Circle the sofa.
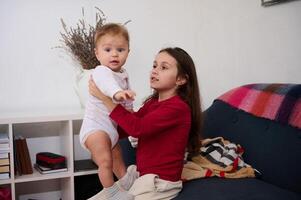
[120,84,301,200]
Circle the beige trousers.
[129,174,182,200]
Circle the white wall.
[0,0,301,116]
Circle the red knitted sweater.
[110,96,191,181]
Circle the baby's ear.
[176,76,187,86]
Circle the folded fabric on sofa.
[217,84,301,129]
[181,137,258,181]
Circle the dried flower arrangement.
[58,7,106,70]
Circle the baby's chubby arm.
[113,90,136,101]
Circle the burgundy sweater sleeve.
[110,104,185,138]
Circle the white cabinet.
[0,112,97,200]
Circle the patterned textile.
[181,137,255,181]
[218,84,301,129]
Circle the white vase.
[74,69,93,108]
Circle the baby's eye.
[117,48,125,52]
[161,65,167,70]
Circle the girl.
[89,47,202,200]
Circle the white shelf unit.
[0,112,97,200]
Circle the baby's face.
[95,34,129,72]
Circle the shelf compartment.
[15,178,74,200]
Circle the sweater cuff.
[109,104,127,122]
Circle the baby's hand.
[114,90,136,101]
[128,136,138,148]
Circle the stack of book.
[0,133,10,180]
[14,136,33,175]
[34,152,67,174]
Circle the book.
[21,138,33,174]
[34,163,68,174]
[15,137,33,175]
[0,152,9,158]
[0,187,12,200]
[0,133,9,143]
[0,143,9,153]
[0,172,9,180]
[0,165,9,173]
[0,158,9,166]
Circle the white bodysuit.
[79,65,133,149]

-=-=-=-=-

Arrange every line of the data above as a Markdown table with the columns No. and Entry, numbering the rows in order. Omit blank lines and leave the pictures out.

» **The output**:
| No. | Entry |
|---|---|
| 1 | Circle the sofa. |
| 2 | [120,84,301,200] |
| 3 | Circle the beige trousers. |
| 4 | [129,174,182,200] |
| 5 | Circle the white wall. |
| 6 | [0,0,301,116] |
| 7 | Circle the red knitted sweater. |
| 8 | [110,96,191,181] |
| 9 | Circle the baby's ear. |
| 10 | [176,76,187,86] |
| 11 | Circle the folded fabric on sofa. |
| 12 | [217,84,301,129] |
| 13 | [181,137,258,181] |
| 14 | Circle the dried flower arrangement. |
| 15 | [58,7,106,70] |
| 16 | Circle the baby's chubby arm. |
| 17 | [113,90,136,101] |
| 18 | Circle the burgundy sweater sleeve. |
| 19 | [110,104,185,138] |
| 20 | Circle the white cabinet. |
| 21 | [0,112,97,200] |
| 22 | Circle the patterned textile. |
| 23 | [181,137,255,181] |
| 24 | [218,84,301,129] |
| 25 | Circle the white vase. |
| 26 | [74,69,93,108] |
| 27 | Circle the baby's eye. |
| 28 | [117,48,125,52] |
| 29 | [161,65,167,70] |
| 30 | Circle the girl. |
| 31 | [89,47,202,200] |
| 32 | Circle the white shelf unit. |
| 33 | [0,112,97,200] |
| 34 | Circle the baby's face. |
| 35 | [95,34,129,72] |
| 36 | Circle the shelf compartment. |
| 37 | [15,178,74,200] |
| 38 | Circle the sweater cuff. |
| 39 | [109,104,127,122] |
| 40 | Circle the baby's hand. |
| 41 | [114,90,136,101] |
| 42 | [128,136,138,148] |
| 43 | Circle the stack of book. |
| 44 | [0,133,10,180] |
| 45 | [14,136,33,175] |
| 46 | [34,152,67,174] |
| 47 | Circle the book. |
| 48 | [21,138,33,174] |
| 49 | [34,163,68,174] |
| 50 | [15,137,33,175] |
| 51 | [0,152,9,158] |
| 52 | [0,187,12,200] |
| 53 | [0,133,9,143] |
| 54 | [0,143,9,153] |
| 55 | [0,172,9,180] |
| 56 | [0,165,9,173] |
| 57 | [0,158,9,166] |
| 58 | Circle the white bodysuit. |
| 59 | [79,65,133,149] |